TEXTE SOURCE:
D’autre part, la majeure partie de l’assurance maladie sert à rembourser les soins ou médicaments : donc à subventionner les gros laboratoires industriels (Sanofi-synthélabo, Aventis) ou les cliniques privées, les médecins libéraux etc. Si tout ceci était un service public, les dépenses seraient largement diminuées puisqu’il n’y aurait plus de patrons et de grands actionnaires à engraisser. A titre d’exemple, Sanofi a fait des réserves de 51 milliards d’euros pour l’achat d’Aventis : presque 5 déficits annuels de l’assurance maladie…
Profits contre satisfaction des besoins
La sécurité sociale va dans le mur parce que patrons et gouvernement ne veulent pas d’un système qui ne rentre pas dans l’économie marchande, parce qu’ils ont besoin que les centaines de milliards d’euros du budget de la sécurité sociale soient injectés dans la Bourse.

DONNÉES FOURNIES:
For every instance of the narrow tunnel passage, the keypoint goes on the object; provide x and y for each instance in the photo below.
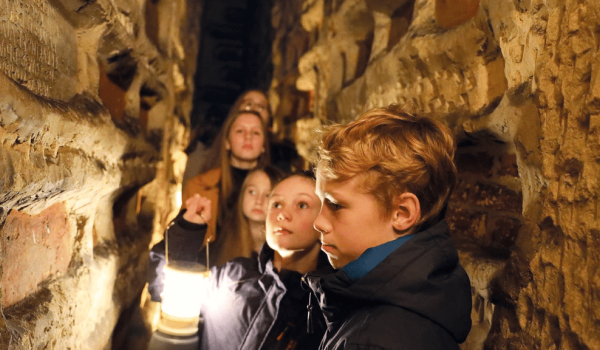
(101, 103)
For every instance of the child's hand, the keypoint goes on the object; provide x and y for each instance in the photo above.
(198, 210)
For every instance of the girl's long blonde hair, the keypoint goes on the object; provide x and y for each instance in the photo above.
(241, 242)
(226, 173)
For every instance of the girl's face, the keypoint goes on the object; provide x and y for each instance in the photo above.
(245, 141)
(256, 101)
(293, 207)
(256, 196)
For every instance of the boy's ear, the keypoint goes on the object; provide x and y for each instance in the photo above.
(406, 213)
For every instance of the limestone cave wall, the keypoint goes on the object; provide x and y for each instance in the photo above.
(519, 83)
(95, 98)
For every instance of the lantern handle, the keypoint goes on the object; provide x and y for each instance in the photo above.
(167, 241)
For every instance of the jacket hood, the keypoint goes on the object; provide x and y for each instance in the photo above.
(423, 276)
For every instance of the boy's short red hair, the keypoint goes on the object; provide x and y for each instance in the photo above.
(396, 152)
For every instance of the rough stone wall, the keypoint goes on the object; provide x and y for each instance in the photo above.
(519, 83)
(95, 99)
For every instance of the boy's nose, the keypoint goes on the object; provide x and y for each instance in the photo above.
(281, 216)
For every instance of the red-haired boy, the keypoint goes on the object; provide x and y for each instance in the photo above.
(383, 181)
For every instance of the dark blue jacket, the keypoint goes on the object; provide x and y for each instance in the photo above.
(418, 297)
(249, 305)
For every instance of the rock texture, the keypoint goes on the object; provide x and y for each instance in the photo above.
(519, 83)
(95, 99)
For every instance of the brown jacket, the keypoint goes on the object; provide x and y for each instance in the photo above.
(206, 185)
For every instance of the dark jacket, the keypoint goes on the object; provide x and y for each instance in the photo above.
(418, 297)
(249, 304)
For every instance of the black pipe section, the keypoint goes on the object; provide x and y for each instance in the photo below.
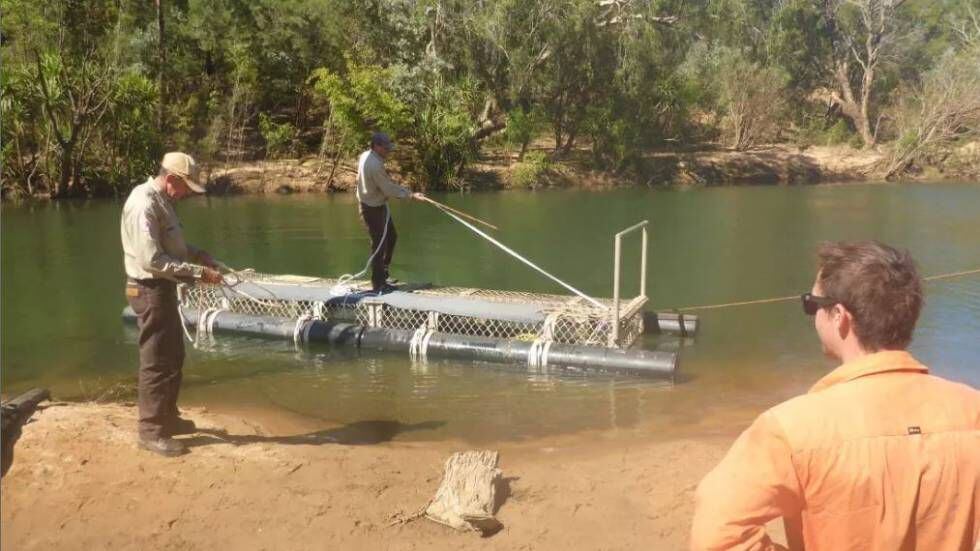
(649, 363)
(675, 323)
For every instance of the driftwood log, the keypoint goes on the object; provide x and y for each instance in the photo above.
(15, 413)
(467, 497)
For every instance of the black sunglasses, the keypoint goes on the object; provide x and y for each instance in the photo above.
(812, 303)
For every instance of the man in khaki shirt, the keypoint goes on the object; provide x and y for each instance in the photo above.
(156, 258)
(374, 187)
(879, 455)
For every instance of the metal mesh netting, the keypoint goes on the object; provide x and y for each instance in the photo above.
(566, 320)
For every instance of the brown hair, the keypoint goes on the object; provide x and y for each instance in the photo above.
(879, 286)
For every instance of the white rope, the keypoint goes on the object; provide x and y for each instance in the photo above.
(341, 288)
(424, 345)
(181, 289)
(522, 259)
(537, 355)
(320, 310)
(415, 345)
(301, 331)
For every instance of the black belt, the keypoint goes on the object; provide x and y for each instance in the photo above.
(150, 281)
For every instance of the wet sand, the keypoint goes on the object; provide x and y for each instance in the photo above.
(79, 481)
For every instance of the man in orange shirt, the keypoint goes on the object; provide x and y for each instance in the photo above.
(879, 455)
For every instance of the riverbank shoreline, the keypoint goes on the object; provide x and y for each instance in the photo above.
(500, 169)
(78, 480)
(495, 170)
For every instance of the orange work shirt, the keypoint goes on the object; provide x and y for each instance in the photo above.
(879, 455)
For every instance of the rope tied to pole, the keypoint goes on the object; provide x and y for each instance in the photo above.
(511, 252)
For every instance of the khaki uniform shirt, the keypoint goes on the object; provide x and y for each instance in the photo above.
(879, 455)
(374, 186)
(153, 238)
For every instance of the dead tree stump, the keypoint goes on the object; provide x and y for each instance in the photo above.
(466, 499)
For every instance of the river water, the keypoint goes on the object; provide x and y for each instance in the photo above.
(62, 283)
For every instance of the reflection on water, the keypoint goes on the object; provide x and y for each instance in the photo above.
(61, 299)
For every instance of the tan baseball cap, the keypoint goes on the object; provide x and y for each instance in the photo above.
(183, 165)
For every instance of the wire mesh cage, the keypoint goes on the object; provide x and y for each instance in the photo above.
(563, 319)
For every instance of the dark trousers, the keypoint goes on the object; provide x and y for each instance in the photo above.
(374, 220)
(161, 354)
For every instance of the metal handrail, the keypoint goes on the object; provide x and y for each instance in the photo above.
(617, 262)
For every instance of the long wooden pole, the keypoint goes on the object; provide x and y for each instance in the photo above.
(463, 214)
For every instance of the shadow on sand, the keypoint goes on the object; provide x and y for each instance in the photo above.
(357, 433)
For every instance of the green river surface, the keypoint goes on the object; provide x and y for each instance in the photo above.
(62, 295)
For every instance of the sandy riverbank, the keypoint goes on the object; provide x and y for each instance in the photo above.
(79, 482)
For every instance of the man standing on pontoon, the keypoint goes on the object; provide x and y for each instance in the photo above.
(374, 187)
(156, 257)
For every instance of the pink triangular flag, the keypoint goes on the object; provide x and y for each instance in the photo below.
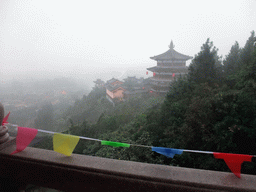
(5, 119)
(24, 137)
(233, 161)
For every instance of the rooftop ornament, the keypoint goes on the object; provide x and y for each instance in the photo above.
(171, 46)
(4, 135)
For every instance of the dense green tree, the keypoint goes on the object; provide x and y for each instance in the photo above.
(232, 62)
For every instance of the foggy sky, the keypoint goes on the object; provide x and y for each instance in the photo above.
(86, 38)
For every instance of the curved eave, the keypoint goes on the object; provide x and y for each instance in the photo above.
(171, 54)
(157, 68)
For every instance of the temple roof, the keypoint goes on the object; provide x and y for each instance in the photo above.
(157, 68)
(113, 88)
(171, 54)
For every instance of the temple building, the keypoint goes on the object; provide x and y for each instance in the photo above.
(170, 65)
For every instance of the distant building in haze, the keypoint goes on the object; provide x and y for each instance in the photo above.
(170, 65)
(99, 83)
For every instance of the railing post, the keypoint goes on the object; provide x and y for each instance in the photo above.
(4, 135)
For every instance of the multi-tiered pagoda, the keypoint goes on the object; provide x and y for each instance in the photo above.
(170, 65)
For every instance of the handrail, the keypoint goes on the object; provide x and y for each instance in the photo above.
(84, 173)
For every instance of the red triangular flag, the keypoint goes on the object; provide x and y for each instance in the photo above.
(24, 137)
(5, 119)
(233, 161)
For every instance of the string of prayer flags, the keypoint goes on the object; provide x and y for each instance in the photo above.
(64, 144)
(24, 137)
(233, 161)
(168, 152)
(5, 119)
(114, 144)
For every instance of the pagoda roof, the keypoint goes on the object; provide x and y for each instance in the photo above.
(171, 54)
(157, 68)
(113, 88)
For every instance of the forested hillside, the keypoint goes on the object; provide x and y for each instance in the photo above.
(211, 109)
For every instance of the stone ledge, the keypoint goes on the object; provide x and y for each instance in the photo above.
(80, 172)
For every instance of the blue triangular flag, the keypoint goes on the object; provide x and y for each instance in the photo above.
(169, 152)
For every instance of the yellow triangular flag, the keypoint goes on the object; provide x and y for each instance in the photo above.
(64, 144)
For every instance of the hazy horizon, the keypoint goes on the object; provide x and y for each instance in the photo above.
(88, 40)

TRAVAIL À FAIRE:
(a) Recopiez, s'il vous plaît, le passage du texte sur la sécurité sociale qui va de « D’autre part, la » jusqu'à « dans la Bourse. ».
(b) D'après le texte sur la sécurité sociale, qui l'assurance maladie subventionne-t-elle en remboursant les soins ou médicaments ? Donnez les catégories citées.
Les items n'ont aucun rôle dans ce travail.

RÉSULTATS DE L'EXERCICE:
(a)
D’autre part, la majeure partie de l’assurance maladie sert à rembourser les soins ou médicaments : donc à subventionner les gros laboratoires industriels (Sanofi-synthélabo, Aventis) ou les cliniques privées, les médecins libéraux etc. Si tout ceci était un service public, les dépenses seraient largement diminuées puisqu’il n’y aurait plus de patrons et de grands actionnaires à engraisser. A titre d’exemple, Sanofi a fait des réserves de 51 milliards d’euros pour l’achat d’Aventis : presque 5 déficits annuels de l’assurance maladie…
Profits contre satisfaction des besoins
La sécurité sociale va dans le mur parce que patrons et gouvernement ne veulent pas d’un système qui ne rentre pas dans l’économie marchande, parce qu’ils ont besoin que les centaines de milliards d’euros du budget de la sécurité sociale soient injectés dans la Bourse.

(b) Les gros laboratoires industriels, les cliniques privées et les médecins libéraux.